» Activity: Each entry below is to be duplicated verbatim.

■ ■ ■ ■ ■

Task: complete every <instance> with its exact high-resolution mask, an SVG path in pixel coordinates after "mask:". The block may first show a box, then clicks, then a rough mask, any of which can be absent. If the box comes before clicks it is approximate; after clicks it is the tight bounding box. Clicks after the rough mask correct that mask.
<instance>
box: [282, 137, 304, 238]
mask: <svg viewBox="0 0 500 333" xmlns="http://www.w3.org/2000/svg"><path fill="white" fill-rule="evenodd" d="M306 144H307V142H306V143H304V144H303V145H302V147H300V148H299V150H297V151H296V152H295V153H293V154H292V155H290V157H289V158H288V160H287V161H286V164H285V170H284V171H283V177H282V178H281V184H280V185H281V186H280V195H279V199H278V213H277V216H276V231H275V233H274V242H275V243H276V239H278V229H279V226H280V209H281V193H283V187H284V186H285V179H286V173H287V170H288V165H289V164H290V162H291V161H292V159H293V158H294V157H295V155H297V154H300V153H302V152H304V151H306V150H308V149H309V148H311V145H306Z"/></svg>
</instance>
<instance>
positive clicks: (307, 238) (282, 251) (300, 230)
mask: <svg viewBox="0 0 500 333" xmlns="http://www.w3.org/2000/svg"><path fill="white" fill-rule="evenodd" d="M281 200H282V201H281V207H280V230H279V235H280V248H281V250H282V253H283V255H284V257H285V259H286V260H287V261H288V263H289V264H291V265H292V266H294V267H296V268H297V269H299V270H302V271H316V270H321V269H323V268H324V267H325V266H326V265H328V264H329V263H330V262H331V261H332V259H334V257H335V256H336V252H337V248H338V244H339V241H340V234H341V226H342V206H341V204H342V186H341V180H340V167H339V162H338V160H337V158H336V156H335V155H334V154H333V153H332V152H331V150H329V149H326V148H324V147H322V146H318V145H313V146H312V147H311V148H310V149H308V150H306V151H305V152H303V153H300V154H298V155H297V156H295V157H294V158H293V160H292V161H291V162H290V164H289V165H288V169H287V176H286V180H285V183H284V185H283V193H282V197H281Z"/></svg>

■ ■ ■ ■ ■

» Answer for this exercise:
Task: complete every <instance> with its exact high-resolution mask, an SVG path in pixel coordinates after "mask:". The block may first show a box, then clicks, then a rough mask, any of which can be absent. If the box comes before clicks it is approximate; after clicks it is the tight bounding box. Clicks after the rough mask correct that mask.
<instance>
box: [282, 137, 304, 238]
mask: <svg viewBox="0 0 500 333" xmlns="http://www.w3.org/2000/svg"><path fill="white" fill-rule="evenodd" d="M306 144H307V142H306V143H304V144H303V145H302V147H300V148H299V150H297V151H296V152H295V153H293V154H292V155H290V157H289V158H288V160H287V161H286V164H285V170H284V171H283V177H282V178H281V184H280V185H281V186H280V195H279V199H278V213H277V216H276V231H275V233H274V242H275V243H276V239H278V229H279V226H280V209H281V193H283V187H284V186H285V179H286V173H287V170H288V165H289V164H290V162H291V161H292V159H293V158H294V157H295V155H297V154H300V153H302V152H304V151H306V150H308V149H309V148H311V145H306Z"/></svg>
</instance>
<instance>
positive clicks: (307, 238) (282, 251) (300, 230)
mask: <svg viewBox="0 0 500 333" xmlns="http://www.w3.org/2000/svg"><path fill="white" fill-rule="evenodd" d="M281 200H282V201H281V207H280V230H279V235H280V248H281V250H282V253H283V255H284V257H285V259H286V260H287V261H288V263H289V264H291V265H292V266H294V267H296V268H297V269H299V270H302V271H316V270H321V269H323V268H324V267H325V266H326V265H328V264H329V263H330V262H331V261H332V259H334V257H335V256H336V252H337V248H338V244H339V241H340V234H341V226H342V206H341V204H342V186H341V180H340V167H339V162H338V160H337V158H336V156H335V155H334V154H333V153H332V152H331V150H329V149H326V148H324V147H322V146H318V145H313V146H312V147H311V148H310V149H308V150H306V151H305V152H303V153H300V154H298V155H297V156H295V157H294V158H293V160H292V161H291V162H290V164H289V165H288V169H287V176H286V180H285V183H284V185H283V193H282V197H281Z"/></svg>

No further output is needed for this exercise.